■ **EXERCISE INSTRUCTIONS**:
Could you copy, exactly as written, every line from the first line of the records through the one containing "rule for holes"?

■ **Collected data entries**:
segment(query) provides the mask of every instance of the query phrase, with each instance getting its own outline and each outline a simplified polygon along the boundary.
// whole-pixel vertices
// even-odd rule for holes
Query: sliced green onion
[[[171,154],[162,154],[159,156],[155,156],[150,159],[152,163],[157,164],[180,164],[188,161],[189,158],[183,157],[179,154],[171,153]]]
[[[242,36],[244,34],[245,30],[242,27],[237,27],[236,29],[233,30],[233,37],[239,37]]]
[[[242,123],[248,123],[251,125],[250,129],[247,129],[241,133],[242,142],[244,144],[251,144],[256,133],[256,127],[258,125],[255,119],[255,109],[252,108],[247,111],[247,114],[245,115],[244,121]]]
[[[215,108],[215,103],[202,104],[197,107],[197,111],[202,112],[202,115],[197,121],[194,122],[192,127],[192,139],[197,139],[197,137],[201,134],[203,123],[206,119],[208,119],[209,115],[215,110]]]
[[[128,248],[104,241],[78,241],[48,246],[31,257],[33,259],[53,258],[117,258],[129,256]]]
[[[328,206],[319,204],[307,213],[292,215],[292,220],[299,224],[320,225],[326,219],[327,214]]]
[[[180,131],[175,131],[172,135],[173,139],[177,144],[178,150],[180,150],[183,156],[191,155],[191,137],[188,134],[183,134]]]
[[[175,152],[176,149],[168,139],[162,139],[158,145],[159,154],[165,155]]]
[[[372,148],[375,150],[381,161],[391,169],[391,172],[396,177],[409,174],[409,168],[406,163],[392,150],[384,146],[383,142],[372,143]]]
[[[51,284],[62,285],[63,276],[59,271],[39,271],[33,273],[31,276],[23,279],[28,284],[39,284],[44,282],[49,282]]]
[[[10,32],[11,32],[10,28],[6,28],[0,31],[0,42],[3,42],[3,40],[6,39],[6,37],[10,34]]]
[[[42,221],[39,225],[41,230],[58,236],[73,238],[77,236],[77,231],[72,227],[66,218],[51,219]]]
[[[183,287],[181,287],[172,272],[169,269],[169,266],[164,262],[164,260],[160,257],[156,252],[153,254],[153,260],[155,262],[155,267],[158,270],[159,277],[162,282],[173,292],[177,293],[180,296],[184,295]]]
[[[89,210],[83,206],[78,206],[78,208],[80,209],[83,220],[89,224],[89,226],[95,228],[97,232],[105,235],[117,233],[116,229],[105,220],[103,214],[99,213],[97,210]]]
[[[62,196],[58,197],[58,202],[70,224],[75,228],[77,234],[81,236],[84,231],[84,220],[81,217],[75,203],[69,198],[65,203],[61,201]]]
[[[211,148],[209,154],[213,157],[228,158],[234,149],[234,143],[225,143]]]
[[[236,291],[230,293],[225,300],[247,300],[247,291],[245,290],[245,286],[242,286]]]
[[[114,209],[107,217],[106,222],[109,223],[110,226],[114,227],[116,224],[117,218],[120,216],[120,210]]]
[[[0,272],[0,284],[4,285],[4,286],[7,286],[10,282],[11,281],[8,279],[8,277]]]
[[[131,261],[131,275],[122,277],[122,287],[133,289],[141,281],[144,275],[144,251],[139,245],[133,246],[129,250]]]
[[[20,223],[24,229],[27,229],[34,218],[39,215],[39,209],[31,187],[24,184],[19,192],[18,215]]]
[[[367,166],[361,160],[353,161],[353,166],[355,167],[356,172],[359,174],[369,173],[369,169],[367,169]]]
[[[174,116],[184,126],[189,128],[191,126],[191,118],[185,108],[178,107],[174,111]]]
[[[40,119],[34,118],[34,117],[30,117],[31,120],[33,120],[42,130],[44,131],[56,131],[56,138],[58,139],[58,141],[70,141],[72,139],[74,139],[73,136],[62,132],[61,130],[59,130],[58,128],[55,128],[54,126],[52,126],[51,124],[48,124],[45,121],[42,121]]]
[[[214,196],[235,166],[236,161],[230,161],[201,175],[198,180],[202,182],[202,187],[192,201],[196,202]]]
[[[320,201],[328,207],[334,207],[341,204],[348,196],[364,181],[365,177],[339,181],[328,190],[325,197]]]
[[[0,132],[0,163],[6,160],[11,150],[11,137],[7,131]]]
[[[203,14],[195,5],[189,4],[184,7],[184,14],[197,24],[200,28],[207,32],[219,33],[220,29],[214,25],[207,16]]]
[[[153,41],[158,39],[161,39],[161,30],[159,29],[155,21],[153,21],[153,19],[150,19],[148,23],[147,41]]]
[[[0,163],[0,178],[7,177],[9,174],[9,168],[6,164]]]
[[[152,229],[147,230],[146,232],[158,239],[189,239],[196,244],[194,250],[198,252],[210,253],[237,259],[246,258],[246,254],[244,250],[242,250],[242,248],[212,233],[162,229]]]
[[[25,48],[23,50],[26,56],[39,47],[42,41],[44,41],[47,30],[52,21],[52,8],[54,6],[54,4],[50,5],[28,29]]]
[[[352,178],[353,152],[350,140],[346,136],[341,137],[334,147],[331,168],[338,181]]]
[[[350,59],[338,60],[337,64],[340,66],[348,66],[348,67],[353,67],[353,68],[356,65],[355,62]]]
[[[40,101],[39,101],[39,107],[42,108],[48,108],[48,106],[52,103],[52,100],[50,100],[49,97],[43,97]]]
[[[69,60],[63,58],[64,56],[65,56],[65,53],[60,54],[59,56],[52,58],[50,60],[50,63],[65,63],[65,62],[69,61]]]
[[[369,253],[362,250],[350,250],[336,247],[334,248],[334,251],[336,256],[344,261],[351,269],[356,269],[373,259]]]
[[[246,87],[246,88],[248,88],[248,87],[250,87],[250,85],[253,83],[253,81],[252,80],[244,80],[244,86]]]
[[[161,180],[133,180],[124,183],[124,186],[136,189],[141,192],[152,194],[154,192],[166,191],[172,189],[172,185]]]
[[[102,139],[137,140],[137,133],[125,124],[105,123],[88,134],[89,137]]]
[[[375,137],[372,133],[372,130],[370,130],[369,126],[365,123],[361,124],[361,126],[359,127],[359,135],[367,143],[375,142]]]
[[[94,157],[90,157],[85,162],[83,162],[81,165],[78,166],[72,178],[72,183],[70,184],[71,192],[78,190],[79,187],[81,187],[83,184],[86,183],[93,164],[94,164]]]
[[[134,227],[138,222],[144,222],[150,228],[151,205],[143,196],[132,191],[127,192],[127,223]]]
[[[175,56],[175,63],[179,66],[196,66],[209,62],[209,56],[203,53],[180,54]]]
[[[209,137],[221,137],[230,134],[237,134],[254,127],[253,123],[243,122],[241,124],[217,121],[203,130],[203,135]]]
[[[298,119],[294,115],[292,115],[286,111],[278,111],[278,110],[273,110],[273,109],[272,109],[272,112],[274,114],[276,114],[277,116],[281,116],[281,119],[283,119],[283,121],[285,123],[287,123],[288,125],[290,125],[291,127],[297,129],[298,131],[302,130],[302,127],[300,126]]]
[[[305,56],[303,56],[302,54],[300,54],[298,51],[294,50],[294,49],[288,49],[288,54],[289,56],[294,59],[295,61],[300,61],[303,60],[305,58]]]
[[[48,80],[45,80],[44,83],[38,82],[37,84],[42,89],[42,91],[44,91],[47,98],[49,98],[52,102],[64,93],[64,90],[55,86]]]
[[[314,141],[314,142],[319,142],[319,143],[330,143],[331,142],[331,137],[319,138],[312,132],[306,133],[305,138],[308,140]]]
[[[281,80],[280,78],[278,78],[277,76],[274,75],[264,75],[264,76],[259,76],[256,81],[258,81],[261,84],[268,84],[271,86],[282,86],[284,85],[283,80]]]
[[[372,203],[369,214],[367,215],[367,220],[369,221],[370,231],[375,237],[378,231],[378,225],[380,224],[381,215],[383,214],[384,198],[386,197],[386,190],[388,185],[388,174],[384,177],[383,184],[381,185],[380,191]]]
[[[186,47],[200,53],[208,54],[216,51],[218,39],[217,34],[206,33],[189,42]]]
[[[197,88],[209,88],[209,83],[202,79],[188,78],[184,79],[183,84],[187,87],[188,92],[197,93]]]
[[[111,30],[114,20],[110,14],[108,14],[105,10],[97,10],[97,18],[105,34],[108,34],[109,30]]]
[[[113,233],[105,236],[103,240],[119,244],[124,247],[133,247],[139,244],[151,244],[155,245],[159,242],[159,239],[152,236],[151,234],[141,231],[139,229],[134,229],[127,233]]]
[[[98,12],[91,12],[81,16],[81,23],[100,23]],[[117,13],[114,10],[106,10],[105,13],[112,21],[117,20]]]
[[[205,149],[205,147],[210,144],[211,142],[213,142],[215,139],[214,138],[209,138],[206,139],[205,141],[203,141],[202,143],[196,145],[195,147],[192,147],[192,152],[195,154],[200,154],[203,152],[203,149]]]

■ **ANSWER TO THIS PROBLEM**:
segment(query) provides the mask of every instance of the query phrase, with each instance getting its own outline and each outline a simplified polygon along the boundary.
// whole-pixel vertices
// even-odd rule for holes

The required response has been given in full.